## PASSAGE
Schulman added how frustrating it was for women of the 1970s to be dismissed by medical professionals. There are many men and women who are still coping with the repercussions of addiction from bad advice from people who couldn’t take the time to explore the issues.
“Betty Friedan’s book said to an entirely silent nation, ‘Are you feeling what I’m feeling? You’re smart and capable and you have nothing to do. Because we have washing machines and milkmen and all these appliances, you have nothing to do but something to add?’ The whole nation said yes and asked if we could talk about it. But the male population, expressed in the doctor who diagnosis Betty, only tells her, ‘It must be so tiring to do spring cleaning.’ It was so much of a gender schism, and when you combine that with the lack of knowledge and recklessness of prescriptive drugs, it’s a disaster combination for women.”
Schulman was terrified of including the Obamas for several reasons. We miss them so much, so she was worried about disappointing fans of such a beloved family. The scenes between Viola Davis and O-T Fagbenle, as Michelle and Barack, don’t destroy the image we have of them as much as it enhances them. They are untouchable presences, but seeing them spar at one another in the privacy of their own home gives them more humanity. It doesn’t take anything away.

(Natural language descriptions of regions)

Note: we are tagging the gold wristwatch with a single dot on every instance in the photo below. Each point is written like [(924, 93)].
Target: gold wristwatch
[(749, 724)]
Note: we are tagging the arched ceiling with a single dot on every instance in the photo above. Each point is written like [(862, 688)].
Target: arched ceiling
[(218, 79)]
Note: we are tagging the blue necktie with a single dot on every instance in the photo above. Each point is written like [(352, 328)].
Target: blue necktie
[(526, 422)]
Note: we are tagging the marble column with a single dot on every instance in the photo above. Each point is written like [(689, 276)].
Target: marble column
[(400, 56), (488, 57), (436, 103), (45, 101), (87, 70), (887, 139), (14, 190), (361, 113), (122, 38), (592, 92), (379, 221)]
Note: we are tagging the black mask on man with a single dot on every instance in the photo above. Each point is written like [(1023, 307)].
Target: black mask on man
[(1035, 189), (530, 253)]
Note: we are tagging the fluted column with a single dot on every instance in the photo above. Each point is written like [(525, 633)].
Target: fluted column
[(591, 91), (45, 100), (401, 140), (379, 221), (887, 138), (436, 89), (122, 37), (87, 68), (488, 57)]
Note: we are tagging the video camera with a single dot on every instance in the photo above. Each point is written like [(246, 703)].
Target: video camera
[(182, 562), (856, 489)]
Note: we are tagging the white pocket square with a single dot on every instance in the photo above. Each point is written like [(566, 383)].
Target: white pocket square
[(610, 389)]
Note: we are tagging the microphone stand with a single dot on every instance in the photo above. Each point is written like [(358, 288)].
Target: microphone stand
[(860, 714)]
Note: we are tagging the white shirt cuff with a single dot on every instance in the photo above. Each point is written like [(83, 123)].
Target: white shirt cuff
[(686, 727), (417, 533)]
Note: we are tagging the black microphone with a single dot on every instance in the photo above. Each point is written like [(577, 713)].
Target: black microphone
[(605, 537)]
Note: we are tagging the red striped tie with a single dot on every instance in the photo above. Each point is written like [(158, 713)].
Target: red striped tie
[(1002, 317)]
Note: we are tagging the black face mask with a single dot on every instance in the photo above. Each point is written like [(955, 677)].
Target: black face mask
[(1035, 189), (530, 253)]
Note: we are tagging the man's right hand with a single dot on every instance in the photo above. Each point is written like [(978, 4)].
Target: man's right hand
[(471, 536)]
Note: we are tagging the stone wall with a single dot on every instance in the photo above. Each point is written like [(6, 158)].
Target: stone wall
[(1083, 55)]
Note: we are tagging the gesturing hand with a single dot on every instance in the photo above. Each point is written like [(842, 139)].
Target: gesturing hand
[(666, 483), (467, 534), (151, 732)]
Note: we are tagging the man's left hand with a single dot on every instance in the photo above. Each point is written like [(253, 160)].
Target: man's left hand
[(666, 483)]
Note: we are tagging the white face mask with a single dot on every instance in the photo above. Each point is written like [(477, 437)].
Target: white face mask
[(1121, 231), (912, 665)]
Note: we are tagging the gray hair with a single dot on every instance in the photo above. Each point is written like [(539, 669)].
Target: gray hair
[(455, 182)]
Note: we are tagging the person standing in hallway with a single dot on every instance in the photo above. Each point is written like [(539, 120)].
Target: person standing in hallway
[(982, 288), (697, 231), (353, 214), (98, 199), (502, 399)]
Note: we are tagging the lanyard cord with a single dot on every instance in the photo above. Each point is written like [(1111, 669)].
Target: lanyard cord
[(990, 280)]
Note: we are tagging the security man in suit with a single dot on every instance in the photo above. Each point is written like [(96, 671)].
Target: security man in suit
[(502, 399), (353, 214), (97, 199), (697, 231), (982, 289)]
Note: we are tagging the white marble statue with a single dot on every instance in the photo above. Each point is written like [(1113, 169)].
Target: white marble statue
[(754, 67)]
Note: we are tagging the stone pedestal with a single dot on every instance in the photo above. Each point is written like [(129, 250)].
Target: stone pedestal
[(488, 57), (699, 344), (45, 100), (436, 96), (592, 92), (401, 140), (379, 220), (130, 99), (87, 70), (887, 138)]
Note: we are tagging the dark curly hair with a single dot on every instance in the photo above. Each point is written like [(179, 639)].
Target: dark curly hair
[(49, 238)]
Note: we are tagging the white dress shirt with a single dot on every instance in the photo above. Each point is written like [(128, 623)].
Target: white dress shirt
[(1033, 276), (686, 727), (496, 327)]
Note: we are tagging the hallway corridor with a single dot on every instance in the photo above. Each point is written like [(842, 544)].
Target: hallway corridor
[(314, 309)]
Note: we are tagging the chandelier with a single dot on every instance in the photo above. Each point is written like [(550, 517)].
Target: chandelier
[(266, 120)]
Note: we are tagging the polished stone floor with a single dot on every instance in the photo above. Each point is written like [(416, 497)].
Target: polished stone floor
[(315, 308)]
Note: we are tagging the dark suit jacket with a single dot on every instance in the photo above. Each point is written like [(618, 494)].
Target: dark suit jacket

## WORK REQUEST A
In the passage about Schulman, which actors play Michelle and Barack?
## WORK REQUEST B
Reproduce the passage about Schulman word for word, beginning with the words "Schulman added how" and ending after "explore the issues.".

## WRITTEN RESPONSE A
Viola Davis and O-T Fagbenle.

## WRITTEN RESPONSE B
Schulman added how frustrating it was for women of the 1970s to be dismissed by medical professionals. There are many men and women who are still coping with the repercussions of addiction from bad advice from people who couldn’t take the time to explore the issues.